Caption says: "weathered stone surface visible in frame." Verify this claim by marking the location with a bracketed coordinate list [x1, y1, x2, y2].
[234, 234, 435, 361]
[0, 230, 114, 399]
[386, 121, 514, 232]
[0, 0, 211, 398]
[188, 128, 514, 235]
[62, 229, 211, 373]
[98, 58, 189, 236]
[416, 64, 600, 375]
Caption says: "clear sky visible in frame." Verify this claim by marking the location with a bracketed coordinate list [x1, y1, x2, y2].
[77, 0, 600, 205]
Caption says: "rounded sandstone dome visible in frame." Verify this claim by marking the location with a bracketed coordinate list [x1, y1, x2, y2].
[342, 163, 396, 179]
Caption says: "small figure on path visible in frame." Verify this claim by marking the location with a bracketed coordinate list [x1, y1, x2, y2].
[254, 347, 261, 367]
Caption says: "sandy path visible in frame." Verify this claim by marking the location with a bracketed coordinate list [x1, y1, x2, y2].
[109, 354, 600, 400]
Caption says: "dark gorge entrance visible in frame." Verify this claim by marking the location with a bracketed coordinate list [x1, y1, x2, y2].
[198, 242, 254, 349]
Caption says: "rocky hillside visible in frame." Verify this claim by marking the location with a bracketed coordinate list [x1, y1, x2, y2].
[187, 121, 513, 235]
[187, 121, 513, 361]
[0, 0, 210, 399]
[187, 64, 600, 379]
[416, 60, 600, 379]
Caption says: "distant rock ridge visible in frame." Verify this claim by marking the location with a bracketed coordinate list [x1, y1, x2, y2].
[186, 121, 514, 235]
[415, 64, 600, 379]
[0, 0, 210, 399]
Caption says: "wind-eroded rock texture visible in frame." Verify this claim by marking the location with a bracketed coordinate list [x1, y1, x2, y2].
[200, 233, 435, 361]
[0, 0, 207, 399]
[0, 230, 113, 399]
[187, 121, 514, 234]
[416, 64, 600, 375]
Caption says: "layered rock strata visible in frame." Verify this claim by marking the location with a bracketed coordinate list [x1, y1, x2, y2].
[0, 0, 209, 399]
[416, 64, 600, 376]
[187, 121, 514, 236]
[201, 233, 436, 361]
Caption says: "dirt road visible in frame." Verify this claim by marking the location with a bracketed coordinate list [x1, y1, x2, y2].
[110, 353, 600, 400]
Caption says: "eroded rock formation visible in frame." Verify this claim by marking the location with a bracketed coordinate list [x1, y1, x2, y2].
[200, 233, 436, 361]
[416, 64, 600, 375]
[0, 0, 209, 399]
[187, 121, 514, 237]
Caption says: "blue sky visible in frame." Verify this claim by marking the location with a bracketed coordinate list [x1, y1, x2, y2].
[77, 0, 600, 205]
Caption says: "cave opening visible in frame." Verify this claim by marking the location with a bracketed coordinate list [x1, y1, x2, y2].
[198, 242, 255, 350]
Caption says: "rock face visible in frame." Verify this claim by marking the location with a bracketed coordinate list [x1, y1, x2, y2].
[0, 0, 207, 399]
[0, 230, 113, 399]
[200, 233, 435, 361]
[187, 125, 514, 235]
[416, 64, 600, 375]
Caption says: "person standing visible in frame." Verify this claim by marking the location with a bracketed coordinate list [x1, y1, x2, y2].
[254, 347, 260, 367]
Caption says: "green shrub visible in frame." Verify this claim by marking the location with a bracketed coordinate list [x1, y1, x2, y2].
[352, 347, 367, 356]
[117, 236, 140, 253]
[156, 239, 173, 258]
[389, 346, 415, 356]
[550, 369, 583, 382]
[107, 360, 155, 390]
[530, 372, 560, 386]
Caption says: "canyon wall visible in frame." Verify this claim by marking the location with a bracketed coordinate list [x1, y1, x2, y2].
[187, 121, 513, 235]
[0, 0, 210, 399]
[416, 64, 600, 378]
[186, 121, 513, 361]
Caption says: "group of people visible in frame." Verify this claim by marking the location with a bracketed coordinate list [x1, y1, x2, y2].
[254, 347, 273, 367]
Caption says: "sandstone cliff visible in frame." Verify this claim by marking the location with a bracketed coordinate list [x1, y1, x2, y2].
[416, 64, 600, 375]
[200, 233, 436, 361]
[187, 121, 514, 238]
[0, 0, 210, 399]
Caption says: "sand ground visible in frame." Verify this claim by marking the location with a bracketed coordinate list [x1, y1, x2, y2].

### WHAT THE EXERCISE ASKS
Write out the listing above again, changing every "bracketed coordinate list" to "square-bracketed list of four coordinates" and leaving everything else the same.

### TASK ANSWER
Caption says: "weathered stone surface visible in frame." Verify this claim by marking the location with a square-bracketed list of four coordinates [x1, y1, x2, y2].
[234, 234, 435, 361]
[0, 230, 114, 399]
[386, 121, 514, 232]
[0, 0, 211, 398]
[188, 128, 514, 235]
[62, 229, 211, 373]
[98, 58, 189, 236]
[416, 64, 600, 375]
Caption says: "clear sky visible in frame." Verify this claim by marking the location with a square-bracketed list of four coordinates [x1, y1, x2, y2].
[77, 0, 600, 205]
Caption says: "rounded sandstone dome visible in frame." Verify this claim by marking the location with a square-bracketed list of four coordinates [x1, y1, x2, y2].
[342, 163, 396, 179]
Caption says: "small figure on path visible in frame." Verify this claim by marking the location with a square-bracketed list of four coordinates [x1, y1, x2, y2].
[254, 347, 261, 367]
Caption says: "sandy path visible in frame." Verify this claim by marking the location with a square-bracketed list of four coordinates [x1, y1, x2, y2].
[109, 354, 600, 400]
Caption says: "dark gorge entrance visible in frame." Verify this claim by marking the location with a square-bracketed list of four coordinates [x1, y1, x2, y2].
[198, 242, 254, 349]
Caption says: "rocky hillside visible in frame." Verify this claim by marking the location with a square-bracketed list of four coordinates [x1, y1, x2, y2].
[187, 121, 513, 235]
[187, 121, 513, 361]
[0, 0, 210, 399]
[187, 64, 600, 379]
[416, 60, 600, 379]
Caption says: "distant rock ridge visible in frame." Verify this claim by marking the location with a square-bracketed list of four coordinates [x1, y1, x2, y2].
[186, 121, 514, 235]
[415, 64, 600, 379]
[0, 0, 210, 399]
Caption says: "wind-eroded rock texture visible in frame." Verify this claim by marking the location with a square-bracketed list of four coordinates [x1, y1, x2, y2].
[200, 233, 435, 361]
[0, 0, 207, 399]
[0, 230, 113, 399]
[187, 121, 514, 234]
[416, 64, 600, 375]
Caption says: "layered rock strata visible in frame." Verify this claim by marking the location with a square-bracketed list of four coordinates [x1, y1, x2, y2].
[0, 0, 209, 399]
[416, 64, 600, 376]
[187, 121, 514, 236]
[201, 233, 436, 361]
Caption says: "dirt road visible in frame." Verify this claim by marking the location with a square-bracketed list of four coordinates [x1, y1, x2, y2].
[110, 353, 600, 400]
Caption says: "eroded rock formation visible in frame." Verify this claim by marking the location with a square-bracketed list of four coordinates [x1, y1, x2, y2].
[200, 233, 436, 361]
[416, 64, 600, 375]
[0, 0, 209, 399]
[187, 121, 514, 237]
Caption says: "blue sky visible in frame." Verify this claim by marking the location with a square-bracketed list of four coordinates [x1, y1, x2, y2].
[77, 0, 600, 205]
Caption says: "cave opening visible in frame." Verify this claim by marking the location with a square-bracketed list of four coordinates [x1, y1, x2, y2].
[198, 242, 255, 350]
Caption says: "rock face visible in frame." Verify this claim by marking the location with a square-bracketed list of four coordinates [x1, y1, x2, y2].
[0, 0, 207, 399]
[0, 230, 113, 399]
[200, 233, 435, 361]
[187, 125, 514, 235]
[416, 64, 600, 375]
Caption says: "person standing visible in frame." Verify this claim by marking the location with a square-bracketed list of four coordinates [x1, y1, x2, y2].
[254, 347, 260, 367]
Caption says: "green shrub visible in frame." Verify this claim by marking the location with a square-bracketed list of four coordinates [x1, y1, x2, y2].
[352, 347, 367, 356]
[117, 236, 140, 253]
[156, 239, 173, 258]
[389, 346, 415, 356]
[550, 369, 583, 382]
[107, 360, 155, 390]
[530, 372, 560, 386]
Caption says: "canyon wall visible in frame." Verify this claim by marking the location with a square-bracketed list of four coordinates [x1, y1, x2, y2].
[187, 121, 513, 235]
[0, 0, 210, 399]
[416, 64, 600, 378]
[186, 121, 513, 361]
Caption says: "group of people visible in frame." Verify this claim by marking the location with a square-bracketed list of four coordinates [x1, y1, x2, y2].
[254, 347, 273, 367]
Caption says: "sandstone cliff visible in frame." Verify this claim by marking the location with a square-bracketed list of four coordinates [x1, y1, x2, y2].
[416, 64, 600, 375]
[200, 233, 436, 361]
[187, 121, 514, 238]
[0, 0, 210, 399]
Caption says: "sand ground visible in frame." Verify this claim by marking the location with a square-bracketed list of four coordinates [x1, y1, x2, y2].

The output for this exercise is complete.